### What you need to do
Substitute "occurrence" for "instance" in the records below, from the line with "Target = white boat" up to and including the line with "x=186 y=463", and return only those lines with everything else unchanged.

### Data provided
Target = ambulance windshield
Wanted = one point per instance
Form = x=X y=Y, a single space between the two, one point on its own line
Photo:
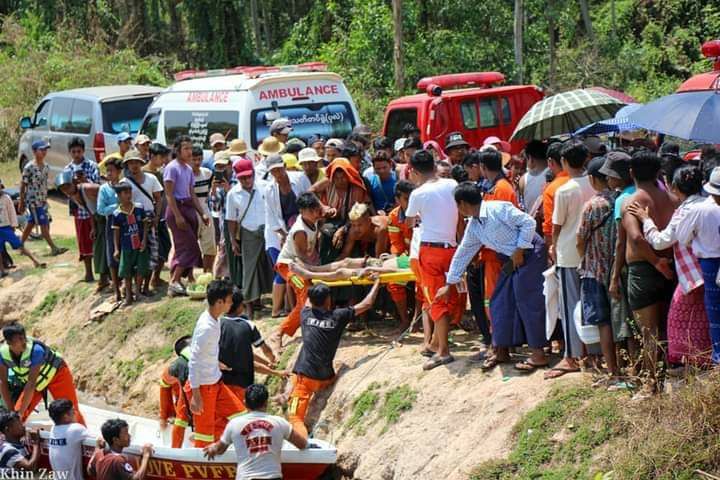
x=330 y=120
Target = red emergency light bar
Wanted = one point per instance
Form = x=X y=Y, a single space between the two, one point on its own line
x=251 y=71
x=711 y=50
x=456 y=80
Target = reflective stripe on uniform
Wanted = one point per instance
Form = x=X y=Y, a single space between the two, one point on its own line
x=181 y=423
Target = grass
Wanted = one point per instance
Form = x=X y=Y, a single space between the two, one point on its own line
x=561 y=438
x=397 y=401
x=363 y=407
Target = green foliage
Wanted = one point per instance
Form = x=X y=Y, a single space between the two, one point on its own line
x=35 y=61
x=560 y=438
x=363 y=407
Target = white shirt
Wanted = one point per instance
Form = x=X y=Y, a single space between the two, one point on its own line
x=151 y=185
x=258 y=439
x=237 y=202
x=700 y=229
x=65 y=446
x=435 y=204
x=204 y=363
x=567 y=212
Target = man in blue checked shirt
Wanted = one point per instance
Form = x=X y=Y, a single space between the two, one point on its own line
x=84 y=171
x=517 y=307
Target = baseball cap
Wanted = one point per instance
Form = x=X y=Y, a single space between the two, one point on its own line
x=274 y=161
x=216 y=138
x=142 y=139
x=243 y=168
x=40 y=145
x=133 y=154
x=455 y=139
x=308 y=155
x=617 y=165
x=595 y=166
x=334 y=143
x=713 y=185
x=281 y=125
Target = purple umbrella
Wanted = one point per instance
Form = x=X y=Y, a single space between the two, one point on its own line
x=689 y=115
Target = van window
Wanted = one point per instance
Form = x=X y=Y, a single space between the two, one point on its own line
x=507 y=116
x=200 y=124
x=60 y=116
x=81 y=119
x=469 y=114
x=397 y=118
x=488 y=113
x=150 y=124
x=42 y=115
x=331 y=120
x=124 y=115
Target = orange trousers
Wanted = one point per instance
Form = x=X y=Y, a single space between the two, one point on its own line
x=61 y=386
x=290 y=325
x=303 y=390
x=220 y=405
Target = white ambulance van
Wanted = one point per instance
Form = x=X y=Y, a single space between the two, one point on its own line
x=242 y=102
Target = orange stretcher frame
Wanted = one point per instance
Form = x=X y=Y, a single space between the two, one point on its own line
x=394 y=277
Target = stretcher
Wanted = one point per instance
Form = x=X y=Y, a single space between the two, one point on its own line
x=404 y=276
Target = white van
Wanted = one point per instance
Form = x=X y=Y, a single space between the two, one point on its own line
x=242 y=102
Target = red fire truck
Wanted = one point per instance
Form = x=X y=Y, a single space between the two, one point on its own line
x=469 y=103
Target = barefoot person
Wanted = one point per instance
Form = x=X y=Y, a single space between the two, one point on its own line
x=8 y=224
x=257 y=437
x=517 y=307
x=650 y=285
x=212 y=403
x=322 y=328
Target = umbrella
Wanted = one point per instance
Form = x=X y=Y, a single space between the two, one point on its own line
x=619 y=123
x=564 y=113
x=689 y=115
x=622 y=96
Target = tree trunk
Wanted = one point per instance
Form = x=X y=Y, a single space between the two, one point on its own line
x=398 y=47
x=257 y=35
x=518 y=40
x=585 y=10
x=552 y=64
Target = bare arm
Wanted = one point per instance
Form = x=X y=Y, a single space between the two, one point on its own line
x=367 y=302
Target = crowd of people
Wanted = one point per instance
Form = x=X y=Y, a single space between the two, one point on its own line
x=608 y=257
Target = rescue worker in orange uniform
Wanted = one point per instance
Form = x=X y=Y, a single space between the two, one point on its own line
x=212 y=403
x=322 y=327
x=173 y=401
x=400 y=235
x=38 y=367
x=495 y=187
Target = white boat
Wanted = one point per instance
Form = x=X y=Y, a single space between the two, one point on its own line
x=186 y=463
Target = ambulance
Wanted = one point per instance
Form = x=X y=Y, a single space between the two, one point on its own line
x=242 y=102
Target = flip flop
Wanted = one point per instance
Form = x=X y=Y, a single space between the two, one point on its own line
x=560 y=372
x=437 y=361
x=526 y=366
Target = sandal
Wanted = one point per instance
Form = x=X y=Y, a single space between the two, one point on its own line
x=559 y=372
x=437 y=361
x=526 y=366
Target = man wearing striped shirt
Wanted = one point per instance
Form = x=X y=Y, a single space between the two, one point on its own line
x=517 y=306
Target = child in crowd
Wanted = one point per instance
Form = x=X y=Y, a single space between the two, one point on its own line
x=8 y=224
x=130 y=228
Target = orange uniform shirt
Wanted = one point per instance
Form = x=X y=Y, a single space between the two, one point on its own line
x=399 y=233
x=549 y=200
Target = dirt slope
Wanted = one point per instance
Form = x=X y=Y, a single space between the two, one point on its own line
x=388 y=418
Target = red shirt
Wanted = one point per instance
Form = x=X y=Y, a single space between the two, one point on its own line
x=113 y=466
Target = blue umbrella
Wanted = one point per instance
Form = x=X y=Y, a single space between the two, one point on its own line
x=689 y=115
x=619 y=123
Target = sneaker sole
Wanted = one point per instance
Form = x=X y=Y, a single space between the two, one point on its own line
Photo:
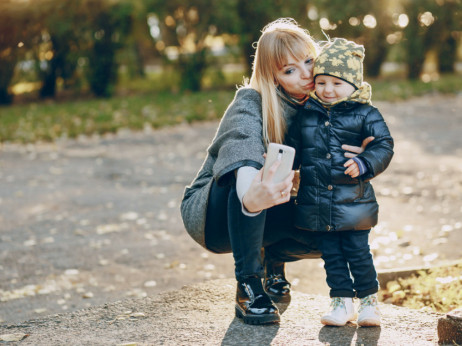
x=369 y=323
x=263 y=319
x=328 y=322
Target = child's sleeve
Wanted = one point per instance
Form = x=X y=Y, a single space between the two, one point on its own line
x=293 y=139
x=378 y=154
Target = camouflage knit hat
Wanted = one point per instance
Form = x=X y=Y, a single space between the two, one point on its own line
x=342 y=59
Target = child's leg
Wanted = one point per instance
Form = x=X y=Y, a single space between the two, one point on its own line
x=336 y=266
x=338 y=278
x=355 y=247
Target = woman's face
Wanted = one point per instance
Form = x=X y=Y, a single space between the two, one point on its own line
x=296 y=76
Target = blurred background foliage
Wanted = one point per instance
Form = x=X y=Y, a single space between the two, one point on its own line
x=84 y=49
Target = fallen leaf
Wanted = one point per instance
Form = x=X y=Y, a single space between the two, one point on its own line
x=13 y=337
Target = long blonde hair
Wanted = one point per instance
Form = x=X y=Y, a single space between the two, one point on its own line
x=279 y=40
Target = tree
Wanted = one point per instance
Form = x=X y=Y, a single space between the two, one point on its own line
x=104 y=31
x=417 y=39
x=184 y=27
x=446 y=29
x=61 y=24
x=14 y=26
x=365 y=22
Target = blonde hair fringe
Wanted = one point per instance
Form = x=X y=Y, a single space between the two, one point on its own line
x=279 y=39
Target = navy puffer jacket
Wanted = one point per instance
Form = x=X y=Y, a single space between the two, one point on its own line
x=328 y=199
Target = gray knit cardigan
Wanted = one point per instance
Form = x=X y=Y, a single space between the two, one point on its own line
x=238 y=142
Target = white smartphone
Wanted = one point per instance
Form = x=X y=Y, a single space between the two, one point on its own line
x=283 y=153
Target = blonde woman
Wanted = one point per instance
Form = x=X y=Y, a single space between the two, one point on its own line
x=229 y=207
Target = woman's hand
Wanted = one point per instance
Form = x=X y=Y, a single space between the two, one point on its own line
x=264 y=194
x=356 y=150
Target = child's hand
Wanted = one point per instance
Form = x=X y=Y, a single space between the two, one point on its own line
x=353 y=169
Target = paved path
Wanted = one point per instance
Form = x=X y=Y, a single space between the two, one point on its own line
x=203 y=314
x=90 y=221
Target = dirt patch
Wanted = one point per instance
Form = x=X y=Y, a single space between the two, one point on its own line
x=95 y=220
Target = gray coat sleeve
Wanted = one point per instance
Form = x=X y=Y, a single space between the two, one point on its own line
x=239 y=139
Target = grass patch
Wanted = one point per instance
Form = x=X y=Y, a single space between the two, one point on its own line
x=388 y=89
x=49 y=121
x=146 y=103
x=437 y=289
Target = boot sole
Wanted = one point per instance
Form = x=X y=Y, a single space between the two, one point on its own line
x=279 y=298
x=263 y=319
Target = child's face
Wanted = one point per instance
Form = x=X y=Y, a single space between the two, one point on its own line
x=330 y=89
x=296 y=77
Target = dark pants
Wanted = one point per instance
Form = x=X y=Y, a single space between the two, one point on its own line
x=228 y=229
x=344 y=253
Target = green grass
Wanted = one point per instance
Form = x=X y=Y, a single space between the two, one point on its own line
x=388 y=89
x=49 y=121
x=146 y=104
x=437 y=290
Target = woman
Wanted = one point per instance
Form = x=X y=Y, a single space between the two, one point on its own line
x=228 y=207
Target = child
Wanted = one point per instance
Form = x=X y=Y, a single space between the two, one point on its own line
x=335 y=198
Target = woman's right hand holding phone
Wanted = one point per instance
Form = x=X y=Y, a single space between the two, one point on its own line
x=264 y=193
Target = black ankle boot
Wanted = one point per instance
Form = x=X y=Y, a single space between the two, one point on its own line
x=276 y=284
x=252 y=303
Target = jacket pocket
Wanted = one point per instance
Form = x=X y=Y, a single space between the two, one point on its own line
x=361 y=190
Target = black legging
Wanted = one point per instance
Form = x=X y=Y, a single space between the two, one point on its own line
x=228 y=229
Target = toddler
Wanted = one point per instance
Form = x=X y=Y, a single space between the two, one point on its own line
x=335 y=199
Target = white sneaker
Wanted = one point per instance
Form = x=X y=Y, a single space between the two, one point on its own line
x=342 y=311
x=369 y=313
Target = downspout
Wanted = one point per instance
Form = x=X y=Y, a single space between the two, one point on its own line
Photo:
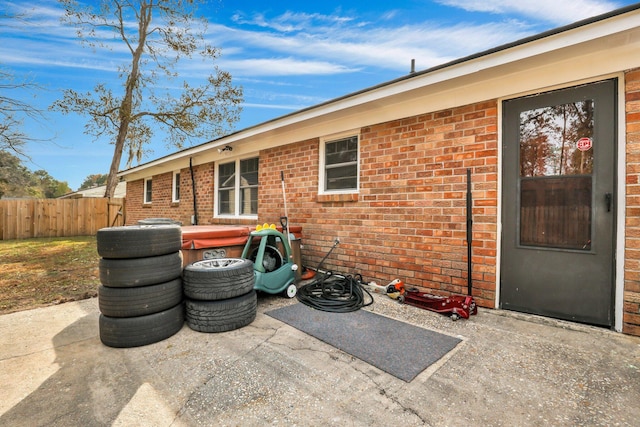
x=194 y=220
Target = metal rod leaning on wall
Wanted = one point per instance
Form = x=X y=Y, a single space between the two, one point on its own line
x=193 y=186
x=469 y=232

### Reply
Target = white boat
Wanted = one point per occurrence
Form = x=X y=Y, a single space between the two, one point on its own line
x=186 y=463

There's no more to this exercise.